Source passage:
| His
roots are showing
Jeff Spevak
Democrat and Chronicle
4/17/2003 -- At every show where there's an upright bass -- well,
maybe not at the Rochester Philharmonic Orchestra -- look for a couple
of guys milling around with well-fed sideburns and hair that's built
to carry a surfboard. The rockabilly fellows. The roots rockers. They're
wearing bowling shirts, and maybe a couple of dozen tattoos on each
arm. They talk the talk and walk the walk. Yeah, we got 'em in this
town, all right.
Lee Rocker talks the talk and walks the walk, too.
''It is a lifestyle thing,'' says Rocker, calling from the office
in his home in Southern California; the room is decorated, he says,
with pin-up gal pals, Elvis pictures, a poster for the 1958 teen-rebel
film Hot Rod Gang and what he calls ''a Dick Tracy chrome desk.''
''It's one of the few kinds of music that has the whole package about
it. It is a music. It is a look: the hair, the clothes. You have a
rockabilly scene in London, Paris, Moscow, Tokyo and Columbus, Ohio.
''It's not the biggest thing in the world, but it's there. In one
sense, it's the coolest thing in the world. In another sense, it's
kept rockabilly in the underground.''
Rocker, who plays Wednesday at Montage Grille, is best known as the
bassist for the Stray Cats, the slicked-up trio from Long Island.
It dragged rockabilly out of the underground for a while in the '80s
with the improbable help of MTV and its incessant broadcasting of
hip videos for ''Rock this Town'' and ''Stray Cat Strut.''
Drummer Slim Jim Phantom is still out there, playing occasional gigs
and running a nightclub that he owns in Southern California. Lead
singer Brian Setzer is quite visible, having forayed into an attention-getting
series of albums featuring a jazz big band backing his retro-electric
guitar.
And Rocker? He's stayed the closest to his rockabilly roots. In fact
his new album, Bulletproof, is as good as anything the Stray Cats
ever put out.
Rocker, as it turns out, is an excellent singer, with the appropriate
hillbilly hiccup. He writes clever songs that would have fit comfortably
in the hands of the late Carl Perkins. Or Rocker's old band -- ''Blue
Suede Nights'' sounds a lot like ''Stray Cat Strut.'' Rocker also
picks excellent cover songs, in Perkins' ''One More Shot'' -- which
opens with heavy echoes of ''Mystery Train'' -- and Johnny Cash's
''Johnny, Frankie's Man'' and the Beatles' ''I'll Cry Instead.''
''The Beatles, their early stuff was hugely rockabilly influenced.

Description of the task:
Write the next few paragraphs of the newspaper piece on Lee Rocker, starting right after its final sentence.

Supplied information:
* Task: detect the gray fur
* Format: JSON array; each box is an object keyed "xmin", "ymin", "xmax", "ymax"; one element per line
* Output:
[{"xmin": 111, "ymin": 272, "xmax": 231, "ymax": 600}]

Answer for this exercise:
And really, for all of rock and roll, it definitely is the foundation,''
Rocker says. Although, ''I don't know about Metallica. Duran Duran
might have skipped that chapter.
''I just love the music, and the influence kinda seeps through everything.
And I've worked with a lot of the original guys, like Carl Perkins,
who was a very dear friend, and Elvis' guitar player, Scotty Moore.
''But you have to put your own stamp on it. This is not a museum piece
for me. (The song) 'Nothing Lasts Forever' would never have been played
in the '50s. That would have been a slap across the face, those guitar
tones, that distortion. There's a little more in-your-face, spaghetti-western
vibe to it.''
Like many musicians who obsess on the roots of their work, Rocker
hears rockabilly in everything. ''Willie Dixon was the premier upright
blues bass player,'' he says, ''and he worked with Chuck Berry. I
just found out, Jimi Hendrix was in Little Richard's band: That's
where rock all comes from. You can figure where Jimi Hendrix might
have gotten the inspiration for having an outrageous stage show. That's
Little Richard, you know?''
Only one aspect of the rockabilly life seems to have escaped Rocker:
No tattoos.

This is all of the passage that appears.